-- Problem --
Quote every line from the top of the listing down to and including the line that contains "palm, one line per instance.".

-- Data in this exercise --
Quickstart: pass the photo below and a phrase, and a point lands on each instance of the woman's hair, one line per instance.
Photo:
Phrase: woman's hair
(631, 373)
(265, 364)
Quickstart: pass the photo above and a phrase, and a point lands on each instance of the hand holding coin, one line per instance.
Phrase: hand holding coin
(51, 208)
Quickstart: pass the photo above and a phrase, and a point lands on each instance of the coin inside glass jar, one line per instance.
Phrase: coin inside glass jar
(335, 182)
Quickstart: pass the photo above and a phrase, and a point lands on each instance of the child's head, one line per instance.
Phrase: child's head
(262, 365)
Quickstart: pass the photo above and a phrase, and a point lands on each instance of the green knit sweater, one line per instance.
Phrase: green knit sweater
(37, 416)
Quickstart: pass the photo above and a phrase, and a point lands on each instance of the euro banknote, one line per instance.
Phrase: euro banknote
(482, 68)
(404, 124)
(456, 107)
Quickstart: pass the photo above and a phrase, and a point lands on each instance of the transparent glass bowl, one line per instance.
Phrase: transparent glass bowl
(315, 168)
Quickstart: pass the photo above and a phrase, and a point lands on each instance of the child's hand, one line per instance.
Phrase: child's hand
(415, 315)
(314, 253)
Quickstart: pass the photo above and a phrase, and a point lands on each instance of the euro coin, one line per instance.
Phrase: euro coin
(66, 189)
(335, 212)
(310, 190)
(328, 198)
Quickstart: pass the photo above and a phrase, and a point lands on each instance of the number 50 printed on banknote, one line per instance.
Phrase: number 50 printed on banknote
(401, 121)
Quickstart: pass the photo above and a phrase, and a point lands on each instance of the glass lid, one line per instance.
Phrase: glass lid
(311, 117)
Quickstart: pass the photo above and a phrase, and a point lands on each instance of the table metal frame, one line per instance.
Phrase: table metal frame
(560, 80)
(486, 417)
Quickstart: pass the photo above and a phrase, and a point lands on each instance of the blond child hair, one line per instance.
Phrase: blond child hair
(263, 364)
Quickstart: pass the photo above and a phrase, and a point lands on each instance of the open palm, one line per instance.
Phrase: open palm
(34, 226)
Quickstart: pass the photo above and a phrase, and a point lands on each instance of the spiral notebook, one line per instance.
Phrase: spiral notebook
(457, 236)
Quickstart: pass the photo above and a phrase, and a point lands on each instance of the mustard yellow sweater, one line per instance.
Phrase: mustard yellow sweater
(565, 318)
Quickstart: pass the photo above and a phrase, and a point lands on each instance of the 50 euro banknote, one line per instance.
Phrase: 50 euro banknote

-- Written response --
Quickstart: pass the photo below and a phrase, and a point lands on each instance of the woman's hair, one line per instance.
Photo:
Phrase: woman's hair
(631, 373)
(265, 364)
Quickstart: pass the photo above and a phrase, and a point lands on each instance of the hand holding coin, one line per instance.
Phrase: hand holding coin
(51, 208)
Quickstart: pass the photo above and a phrase, and a point lands on each instance of the coin inside glass jar, one line per instance.
Phrase: coin inside glass jar
(335, 182)
Quickstart: pass the photo above and a phrase, and a point lands on each instance of the child's head, one line per instance.
Phrase: child's head
(262, 365)
Quickstart: pass the photo above and a phrase, and a point lands on each instance of the green knit sweater, one line per instance.
Phrase: green knit sweater
(37, 416)
Quickstart: pass the photo above and a phrase, and a point lands on each instance of the euro banknote, one line per instance.
Phrase: euro banknote
(482, 68)
(404, 124)
(456, 107)
Quickstart: pass the photo above and a phrase, and a point lands on each instance of the transparent glass bowl, one line per instance.
Phrase: transparent glass bowl
(315, 168)
Quickstart: pass the photo above and a phrase, and a point lands on each instance of the child's hand, one line per instance.
Phrase: child's hand
(415, 315)
(314, 253)
Quickstart: pass the photo above and a phrase, and a point lands on each instance of the euro coin, one line per instance.
Phrase: euro coin
(66, 189)
(335, 212)
(310, 190)
(328, 198)
Quickstart: pass the photo above and a phrase, and a point lands on each instance of the number 50 printed on banknote, one line per instance.
Phrase: number 50 printed on banknote
(401, 121)
Quickstart: pass the photo above and a phrase, and a point lands on each instance of the glass lid, one line per instance.
Phrase: glass lid
(311, 117)
Quickstart: pass the photo above and a phrase, and a point lands on each instance of the table metal frame, one line per instance.
Phrase: table metal frame
(560, 80)
(486, 417)
Quickstart: pass the photo above and a phrase, and a point lands on each instance of the blond child hair, one line per instance.
Phrase: blond child hair
(263, 364)
Quickstart: pass the photo above and a phrase, and a point lands on each instance of the open palm, one line per instance.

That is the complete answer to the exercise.